* [ページ本文]:
▬▬▬

マクロビオティックライフ講座 第12回「食中毒の予防法」

2021.01.07

マクロビオティック

梅干しは副作用のない抗生物質!?
梅雨の時期から夏場にかけては食中毒が増える時期です。この時期に食中毒にならない対策にはどのようなものがあるでしょう。

食中毒の原因は腸内の腐敗毒素 
植物性の食べ物で食中毒を起こすことはまれで、動物性たんぱく質を食べたときに引き起こされるケースが圧倒的に多いようです。野菜やくだものに比べて、肉や魚が腐ったときは非常に強い悪臭がしますね。普段から動物性の食品を食べ過ぎていて、しかも便秘がちだったりすると腸内で食べ物が腐敗しやすくなり、その腐敗毒素によって中毒反応が起きるのです。

古来からの食中毒予防アイテム「梅干」 
食中毒を起こす腐敗菌は、湿度や温度が上がるこの時期に繁殖しやすくなります。そして、日本人が、古くよりこの時期の食中毒予防のアイテムとして活用してきたのが「梅干」です。

▬▬▬

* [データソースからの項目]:
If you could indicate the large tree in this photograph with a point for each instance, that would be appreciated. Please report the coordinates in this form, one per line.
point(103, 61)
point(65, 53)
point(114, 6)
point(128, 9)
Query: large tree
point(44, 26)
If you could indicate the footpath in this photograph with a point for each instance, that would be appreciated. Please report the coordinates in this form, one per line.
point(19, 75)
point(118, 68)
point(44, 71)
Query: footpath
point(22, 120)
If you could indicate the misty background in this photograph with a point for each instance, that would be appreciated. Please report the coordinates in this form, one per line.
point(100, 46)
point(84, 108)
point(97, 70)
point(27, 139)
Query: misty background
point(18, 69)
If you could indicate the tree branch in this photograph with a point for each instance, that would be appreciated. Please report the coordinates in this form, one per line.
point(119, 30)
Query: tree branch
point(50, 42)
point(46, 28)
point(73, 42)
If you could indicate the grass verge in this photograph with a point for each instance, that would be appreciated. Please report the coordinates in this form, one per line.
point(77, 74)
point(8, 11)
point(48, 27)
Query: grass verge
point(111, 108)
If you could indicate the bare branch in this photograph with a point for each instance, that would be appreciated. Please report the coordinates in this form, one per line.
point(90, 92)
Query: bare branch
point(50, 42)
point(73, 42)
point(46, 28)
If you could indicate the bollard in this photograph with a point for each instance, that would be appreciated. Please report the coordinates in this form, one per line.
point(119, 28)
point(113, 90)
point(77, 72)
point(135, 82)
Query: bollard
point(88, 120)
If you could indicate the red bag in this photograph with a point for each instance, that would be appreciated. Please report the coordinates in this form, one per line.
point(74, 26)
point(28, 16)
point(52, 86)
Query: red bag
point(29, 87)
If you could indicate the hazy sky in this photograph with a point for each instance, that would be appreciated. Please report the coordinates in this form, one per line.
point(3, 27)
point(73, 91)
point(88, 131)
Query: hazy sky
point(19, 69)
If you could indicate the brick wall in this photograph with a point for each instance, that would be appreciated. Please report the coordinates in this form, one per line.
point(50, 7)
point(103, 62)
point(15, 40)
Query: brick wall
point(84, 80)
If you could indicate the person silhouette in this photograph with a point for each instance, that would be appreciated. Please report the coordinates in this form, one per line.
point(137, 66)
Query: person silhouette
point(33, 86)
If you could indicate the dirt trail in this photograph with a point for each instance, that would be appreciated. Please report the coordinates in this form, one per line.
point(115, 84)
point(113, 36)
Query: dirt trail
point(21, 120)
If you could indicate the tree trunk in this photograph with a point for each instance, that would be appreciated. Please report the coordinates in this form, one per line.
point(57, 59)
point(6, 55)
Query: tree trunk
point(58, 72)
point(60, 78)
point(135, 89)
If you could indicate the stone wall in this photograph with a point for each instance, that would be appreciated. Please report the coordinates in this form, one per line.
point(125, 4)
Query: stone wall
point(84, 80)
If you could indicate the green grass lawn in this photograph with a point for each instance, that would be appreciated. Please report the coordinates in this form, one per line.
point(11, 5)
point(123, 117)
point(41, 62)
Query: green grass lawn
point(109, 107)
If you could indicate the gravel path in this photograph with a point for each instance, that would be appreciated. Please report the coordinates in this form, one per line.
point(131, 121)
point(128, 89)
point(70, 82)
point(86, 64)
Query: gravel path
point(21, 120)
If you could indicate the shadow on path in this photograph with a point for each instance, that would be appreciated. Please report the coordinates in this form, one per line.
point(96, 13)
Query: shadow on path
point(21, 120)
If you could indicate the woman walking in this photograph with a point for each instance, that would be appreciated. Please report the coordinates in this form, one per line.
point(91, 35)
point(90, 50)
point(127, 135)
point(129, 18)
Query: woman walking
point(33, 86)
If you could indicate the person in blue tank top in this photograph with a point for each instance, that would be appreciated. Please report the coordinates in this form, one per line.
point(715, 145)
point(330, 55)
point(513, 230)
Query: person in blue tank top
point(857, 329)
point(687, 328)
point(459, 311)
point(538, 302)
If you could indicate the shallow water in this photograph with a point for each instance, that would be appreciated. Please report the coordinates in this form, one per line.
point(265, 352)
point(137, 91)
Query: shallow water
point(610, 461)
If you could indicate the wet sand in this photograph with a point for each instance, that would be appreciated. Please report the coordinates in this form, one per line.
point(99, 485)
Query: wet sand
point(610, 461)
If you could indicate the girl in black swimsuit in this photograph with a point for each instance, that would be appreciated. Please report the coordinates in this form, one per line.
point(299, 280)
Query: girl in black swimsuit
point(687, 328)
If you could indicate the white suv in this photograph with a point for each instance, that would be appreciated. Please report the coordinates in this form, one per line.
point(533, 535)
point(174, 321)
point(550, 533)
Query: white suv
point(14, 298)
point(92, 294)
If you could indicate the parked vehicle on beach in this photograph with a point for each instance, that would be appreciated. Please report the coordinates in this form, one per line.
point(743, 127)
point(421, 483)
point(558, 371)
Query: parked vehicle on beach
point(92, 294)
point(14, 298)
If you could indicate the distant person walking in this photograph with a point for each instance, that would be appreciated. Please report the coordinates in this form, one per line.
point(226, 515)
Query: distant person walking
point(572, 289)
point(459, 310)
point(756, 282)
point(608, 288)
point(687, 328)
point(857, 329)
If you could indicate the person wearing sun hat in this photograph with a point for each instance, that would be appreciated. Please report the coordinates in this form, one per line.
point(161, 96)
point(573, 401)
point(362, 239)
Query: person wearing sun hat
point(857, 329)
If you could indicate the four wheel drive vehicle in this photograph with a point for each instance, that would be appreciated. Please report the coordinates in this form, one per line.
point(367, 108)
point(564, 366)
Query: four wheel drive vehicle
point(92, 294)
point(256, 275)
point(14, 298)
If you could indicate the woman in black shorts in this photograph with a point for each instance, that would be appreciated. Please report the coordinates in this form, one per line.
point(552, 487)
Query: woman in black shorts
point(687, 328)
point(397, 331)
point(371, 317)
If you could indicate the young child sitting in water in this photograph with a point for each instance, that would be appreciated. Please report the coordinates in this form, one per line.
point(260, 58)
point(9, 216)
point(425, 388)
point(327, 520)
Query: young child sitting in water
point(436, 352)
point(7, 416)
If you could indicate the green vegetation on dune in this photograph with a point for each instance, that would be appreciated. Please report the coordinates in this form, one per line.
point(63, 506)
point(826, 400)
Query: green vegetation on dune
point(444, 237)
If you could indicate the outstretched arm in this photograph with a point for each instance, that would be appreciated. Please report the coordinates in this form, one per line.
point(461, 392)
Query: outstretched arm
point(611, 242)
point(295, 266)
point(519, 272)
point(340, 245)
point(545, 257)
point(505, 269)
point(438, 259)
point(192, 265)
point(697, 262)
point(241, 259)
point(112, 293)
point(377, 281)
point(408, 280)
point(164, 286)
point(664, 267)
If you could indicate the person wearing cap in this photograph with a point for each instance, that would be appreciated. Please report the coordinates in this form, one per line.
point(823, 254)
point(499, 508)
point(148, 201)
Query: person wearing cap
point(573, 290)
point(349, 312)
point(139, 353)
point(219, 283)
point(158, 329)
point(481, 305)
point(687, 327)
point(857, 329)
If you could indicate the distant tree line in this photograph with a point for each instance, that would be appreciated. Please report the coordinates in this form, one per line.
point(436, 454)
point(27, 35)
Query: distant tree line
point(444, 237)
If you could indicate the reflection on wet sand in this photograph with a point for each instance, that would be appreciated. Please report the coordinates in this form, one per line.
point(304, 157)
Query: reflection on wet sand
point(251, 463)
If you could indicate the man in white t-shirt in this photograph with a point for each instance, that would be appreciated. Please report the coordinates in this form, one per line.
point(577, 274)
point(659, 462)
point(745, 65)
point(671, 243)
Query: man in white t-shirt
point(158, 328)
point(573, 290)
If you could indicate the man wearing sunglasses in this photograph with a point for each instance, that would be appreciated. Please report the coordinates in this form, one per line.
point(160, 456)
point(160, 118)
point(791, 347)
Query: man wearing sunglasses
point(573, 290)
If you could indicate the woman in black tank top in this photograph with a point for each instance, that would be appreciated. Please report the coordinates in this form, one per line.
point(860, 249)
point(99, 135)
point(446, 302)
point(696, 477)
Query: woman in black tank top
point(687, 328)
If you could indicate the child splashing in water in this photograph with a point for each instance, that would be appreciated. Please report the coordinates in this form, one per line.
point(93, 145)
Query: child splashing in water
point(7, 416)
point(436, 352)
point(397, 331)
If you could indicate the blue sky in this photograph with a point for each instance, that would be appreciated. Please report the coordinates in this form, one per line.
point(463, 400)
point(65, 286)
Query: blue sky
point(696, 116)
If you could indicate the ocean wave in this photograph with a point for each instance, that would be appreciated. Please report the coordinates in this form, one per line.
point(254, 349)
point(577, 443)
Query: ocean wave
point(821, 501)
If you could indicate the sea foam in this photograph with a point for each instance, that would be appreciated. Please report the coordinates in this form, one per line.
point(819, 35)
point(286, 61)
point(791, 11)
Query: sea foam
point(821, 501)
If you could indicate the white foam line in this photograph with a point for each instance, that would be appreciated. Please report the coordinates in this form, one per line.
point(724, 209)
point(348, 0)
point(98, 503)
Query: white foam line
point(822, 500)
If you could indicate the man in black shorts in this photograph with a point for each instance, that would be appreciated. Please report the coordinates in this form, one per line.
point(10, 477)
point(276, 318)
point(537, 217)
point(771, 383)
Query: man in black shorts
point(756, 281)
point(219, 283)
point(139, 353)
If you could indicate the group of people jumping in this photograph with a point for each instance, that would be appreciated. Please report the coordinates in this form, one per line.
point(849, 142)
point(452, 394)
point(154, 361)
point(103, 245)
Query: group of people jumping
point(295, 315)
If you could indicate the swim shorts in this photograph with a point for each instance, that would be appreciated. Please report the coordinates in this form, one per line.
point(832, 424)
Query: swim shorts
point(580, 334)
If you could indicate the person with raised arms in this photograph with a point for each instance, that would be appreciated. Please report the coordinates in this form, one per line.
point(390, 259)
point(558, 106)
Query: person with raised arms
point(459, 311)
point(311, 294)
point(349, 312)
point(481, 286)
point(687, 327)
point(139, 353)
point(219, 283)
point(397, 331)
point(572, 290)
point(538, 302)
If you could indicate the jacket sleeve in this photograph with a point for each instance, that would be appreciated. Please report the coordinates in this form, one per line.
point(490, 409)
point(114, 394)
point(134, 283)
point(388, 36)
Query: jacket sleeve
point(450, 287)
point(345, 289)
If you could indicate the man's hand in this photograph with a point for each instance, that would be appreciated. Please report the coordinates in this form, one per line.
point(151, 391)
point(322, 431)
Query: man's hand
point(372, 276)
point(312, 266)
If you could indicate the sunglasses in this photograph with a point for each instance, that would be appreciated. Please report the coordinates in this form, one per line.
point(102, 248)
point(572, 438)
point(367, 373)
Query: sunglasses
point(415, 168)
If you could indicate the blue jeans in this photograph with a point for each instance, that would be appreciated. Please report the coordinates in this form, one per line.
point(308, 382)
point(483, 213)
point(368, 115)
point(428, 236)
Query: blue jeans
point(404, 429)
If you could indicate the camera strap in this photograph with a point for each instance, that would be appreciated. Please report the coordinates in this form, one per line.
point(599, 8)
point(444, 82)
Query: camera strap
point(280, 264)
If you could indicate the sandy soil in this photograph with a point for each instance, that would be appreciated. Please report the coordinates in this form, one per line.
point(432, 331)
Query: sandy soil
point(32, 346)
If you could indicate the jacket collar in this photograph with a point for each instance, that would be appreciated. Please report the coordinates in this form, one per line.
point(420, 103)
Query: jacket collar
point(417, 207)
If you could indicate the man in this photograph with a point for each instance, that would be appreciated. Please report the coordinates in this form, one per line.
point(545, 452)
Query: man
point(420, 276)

▬▬▬

* [問題文]:
食中毒予防と梅干しについての本文を、最後の文の後から書き継いでください。

* [解答欄]:
梅干の塩分には、殺菌や防腐、抗生の働きがあります。冷蔵庫などなかったころ、人々は食べ物を塩蔵というかたちで保存してきたように、梅干の塩分には防腐作用がああります。それだけでなく、梅干には強力な殺菌力を持つクエン酸をはじめとする数々の有機酸が含まれます。この梅干に対抗できる菌はいないようで、空気中の菌まで殺菌する力が梅干にはあるようです。
化学的な防腐剤や殺菌剤、抗生物質は、悪玉菌だけでなく善玉菌までも無差別に殺してしまいますが、梅干のすごいところは、悪玉菌だけを殺菌し、善玉菌は活性化するという機能が備わっているところです。梅干は、副作用のない世界最高の天然抗生物質といえます。

 

梅酢をうまく利用して
この梅干の働きをさらに強化したものが梅酢です。梅干が漬け上がる前に浸みだしてきた汁が梅酢です。その殺菌力は梅干よりも強力で、急性の下痢や食中毒には即効性があります。

紫外線不足も食中毒の原因?
曇天の多い梅雨時期は太陽の光が不足しがちになります。紫外線は皮膚ガンの原因となるといわれていますが、実は紫外線には抗菌や殺菌という大切な働きもあります。たとえば、レストランの厨房や新幹線のトイレには紫外線殺菌灯が取り付けられていますし、医療機器の殺菌にも紫外線が用いられています。ですから、太陽光線が不足する梅雨時期には、紫外線不足から食中毒が起こりやすくなるのではないかと思われます。

 

乾物や海藻を取り入れて梅雨を元気に乗り切る
洗濯ものも布団もまな板も、太陽光線にさらすと雑菌がいなくなります。米も太陽にさらしておくと虫がいなくなります。梅干も土用干しすると傷みにくくなります。同様に、人間も甲羅干しするといいかもしれません。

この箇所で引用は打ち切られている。